--- START ---
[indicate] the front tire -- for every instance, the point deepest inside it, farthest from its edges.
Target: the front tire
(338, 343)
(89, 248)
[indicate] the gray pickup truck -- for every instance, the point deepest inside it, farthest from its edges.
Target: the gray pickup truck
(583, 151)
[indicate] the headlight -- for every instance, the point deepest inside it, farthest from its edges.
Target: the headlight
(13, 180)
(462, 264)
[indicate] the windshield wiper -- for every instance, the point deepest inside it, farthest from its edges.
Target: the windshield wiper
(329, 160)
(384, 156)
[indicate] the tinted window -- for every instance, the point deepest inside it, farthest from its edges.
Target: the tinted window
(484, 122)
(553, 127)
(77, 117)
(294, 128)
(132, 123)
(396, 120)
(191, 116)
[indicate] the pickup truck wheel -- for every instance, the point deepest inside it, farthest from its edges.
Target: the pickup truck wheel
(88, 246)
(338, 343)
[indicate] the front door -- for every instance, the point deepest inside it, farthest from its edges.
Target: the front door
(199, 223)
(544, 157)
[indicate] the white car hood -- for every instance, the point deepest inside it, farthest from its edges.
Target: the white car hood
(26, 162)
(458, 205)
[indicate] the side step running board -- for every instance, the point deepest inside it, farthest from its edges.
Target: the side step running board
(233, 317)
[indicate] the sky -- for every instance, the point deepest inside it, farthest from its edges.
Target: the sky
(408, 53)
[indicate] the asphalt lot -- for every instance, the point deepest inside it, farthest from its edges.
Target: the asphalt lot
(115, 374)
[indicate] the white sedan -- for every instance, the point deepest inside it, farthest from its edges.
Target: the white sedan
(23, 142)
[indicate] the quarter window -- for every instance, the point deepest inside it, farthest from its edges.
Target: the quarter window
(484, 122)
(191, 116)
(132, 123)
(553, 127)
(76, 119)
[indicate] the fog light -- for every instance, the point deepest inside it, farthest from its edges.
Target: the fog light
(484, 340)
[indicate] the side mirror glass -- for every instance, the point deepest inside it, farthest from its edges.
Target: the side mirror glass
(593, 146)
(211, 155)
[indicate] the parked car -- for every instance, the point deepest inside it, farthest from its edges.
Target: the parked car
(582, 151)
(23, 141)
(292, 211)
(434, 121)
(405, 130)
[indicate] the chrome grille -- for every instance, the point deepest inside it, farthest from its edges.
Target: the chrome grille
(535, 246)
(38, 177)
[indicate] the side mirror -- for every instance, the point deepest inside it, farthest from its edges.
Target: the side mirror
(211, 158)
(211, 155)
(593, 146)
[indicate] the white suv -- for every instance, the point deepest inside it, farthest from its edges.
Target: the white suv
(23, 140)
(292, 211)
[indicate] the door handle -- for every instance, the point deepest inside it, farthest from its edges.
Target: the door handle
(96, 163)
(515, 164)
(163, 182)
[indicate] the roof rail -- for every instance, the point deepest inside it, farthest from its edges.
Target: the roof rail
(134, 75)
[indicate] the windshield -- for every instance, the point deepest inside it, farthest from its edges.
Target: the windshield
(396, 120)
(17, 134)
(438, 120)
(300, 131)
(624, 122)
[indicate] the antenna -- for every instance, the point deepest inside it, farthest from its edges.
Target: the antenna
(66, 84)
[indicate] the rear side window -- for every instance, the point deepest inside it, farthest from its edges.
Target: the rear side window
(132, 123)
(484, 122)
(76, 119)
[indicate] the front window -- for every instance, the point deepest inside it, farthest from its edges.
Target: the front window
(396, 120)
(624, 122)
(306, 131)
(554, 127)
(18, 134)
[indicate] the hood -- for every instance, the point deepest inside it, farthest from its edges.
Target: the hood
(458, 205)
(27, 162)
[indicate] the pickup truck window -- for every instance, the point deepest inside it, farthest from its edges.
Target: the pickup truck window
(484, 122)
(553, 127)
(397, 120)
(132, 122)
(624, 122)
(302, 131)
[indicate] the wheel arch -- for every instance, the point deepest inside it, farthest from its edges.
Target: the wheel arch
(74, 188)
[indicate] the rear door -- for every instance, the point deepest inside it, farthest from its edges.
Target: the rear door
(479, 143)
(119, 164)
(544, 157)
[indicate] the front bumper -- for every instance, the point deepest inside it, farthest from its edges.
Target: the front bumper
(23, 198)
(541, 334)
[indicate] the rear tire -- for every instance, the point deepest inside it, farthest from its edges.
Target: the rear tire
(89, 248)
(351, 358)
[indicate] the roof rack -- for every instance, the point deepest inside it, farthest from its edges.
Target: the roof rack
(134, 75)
--- END ---
--- START ---
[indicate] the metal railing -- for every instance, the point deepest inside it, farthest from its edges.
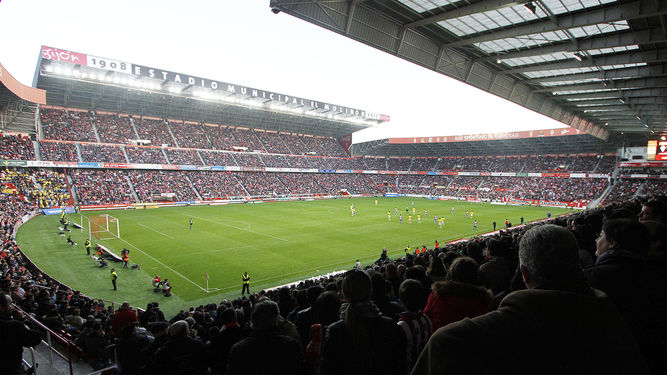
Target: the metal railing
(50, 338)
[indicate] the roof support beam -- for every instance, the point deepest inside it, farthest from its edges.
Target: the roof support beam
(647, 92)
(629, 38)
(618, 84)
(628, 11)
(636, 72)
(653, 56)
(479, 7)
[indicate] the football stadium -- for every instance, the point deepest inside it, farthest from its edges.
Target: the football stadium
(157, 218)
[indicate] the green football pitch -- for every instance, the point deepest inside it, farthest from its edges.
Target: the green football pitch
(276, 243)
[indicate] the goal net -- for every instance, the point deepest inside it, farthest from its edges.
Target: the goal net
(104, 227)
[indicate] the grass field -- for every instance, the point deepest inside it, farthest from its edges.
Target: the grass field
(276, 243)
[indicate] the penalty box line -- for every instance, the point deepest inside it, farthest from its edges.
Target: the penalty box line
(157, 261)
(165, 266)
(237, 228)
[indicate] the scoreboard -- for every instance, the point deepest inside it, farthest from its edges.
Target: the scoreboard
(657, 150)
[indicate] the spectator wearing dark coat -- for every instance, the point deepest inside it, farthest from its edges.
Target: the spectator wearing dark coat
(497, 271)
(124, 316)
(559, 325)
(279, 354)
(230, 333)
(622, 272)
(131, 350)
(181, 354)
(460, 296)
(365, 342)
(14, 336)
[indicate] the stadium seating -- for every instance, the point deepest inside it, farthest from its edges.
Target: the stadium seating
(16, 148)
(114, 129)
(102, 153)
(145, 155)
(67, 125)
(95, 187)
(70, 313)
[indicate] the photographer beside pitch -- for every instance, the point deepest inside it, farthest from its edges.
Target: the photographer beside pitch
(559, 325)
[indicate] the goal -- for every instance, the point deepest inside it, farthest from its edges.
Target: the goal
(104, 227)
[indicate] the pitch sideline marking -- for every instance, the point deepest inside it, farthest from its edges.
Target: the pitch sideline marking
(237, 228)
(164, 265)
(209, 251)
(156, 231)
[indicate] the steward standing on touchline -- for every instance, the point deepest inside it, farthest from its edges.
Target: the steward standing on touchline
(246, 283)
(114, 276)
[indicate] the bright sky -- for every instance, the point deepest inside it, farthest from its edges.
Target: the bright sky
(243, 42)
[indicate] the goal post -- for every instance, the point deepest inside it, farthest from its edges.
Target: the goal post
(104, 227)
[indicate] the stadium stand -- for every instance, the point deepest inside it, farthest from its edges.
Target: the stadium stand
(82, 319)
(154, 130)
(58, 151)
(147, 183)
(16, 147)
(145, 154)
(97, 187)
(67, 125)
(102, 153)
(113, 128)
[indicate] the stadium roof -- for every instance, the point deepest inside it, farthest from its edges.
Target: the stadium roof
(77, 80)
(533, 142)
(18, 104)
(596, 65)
--- END ---
--- START ---
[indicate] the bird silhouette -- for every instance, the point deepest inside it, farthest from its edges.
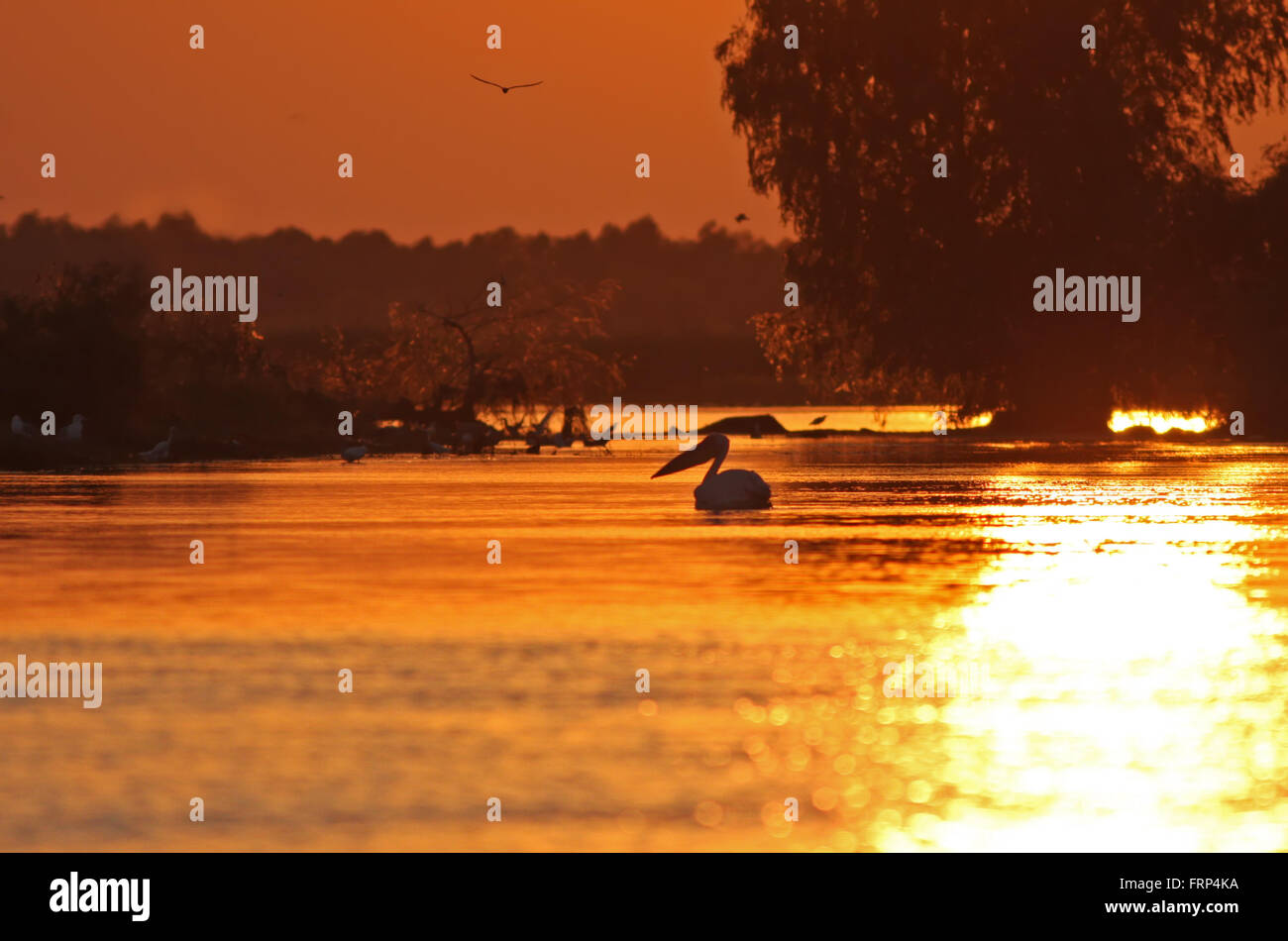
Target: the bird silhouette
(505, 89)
--- END ---
Given instruction
Return every line of the records that contains the word "headlight", treating uppercase and lowercase letters as distinct.

Response for this exercise
[indicate] the headlight -- for every instance, the point deepest inside it, farthest from its edges.
Target: the headlight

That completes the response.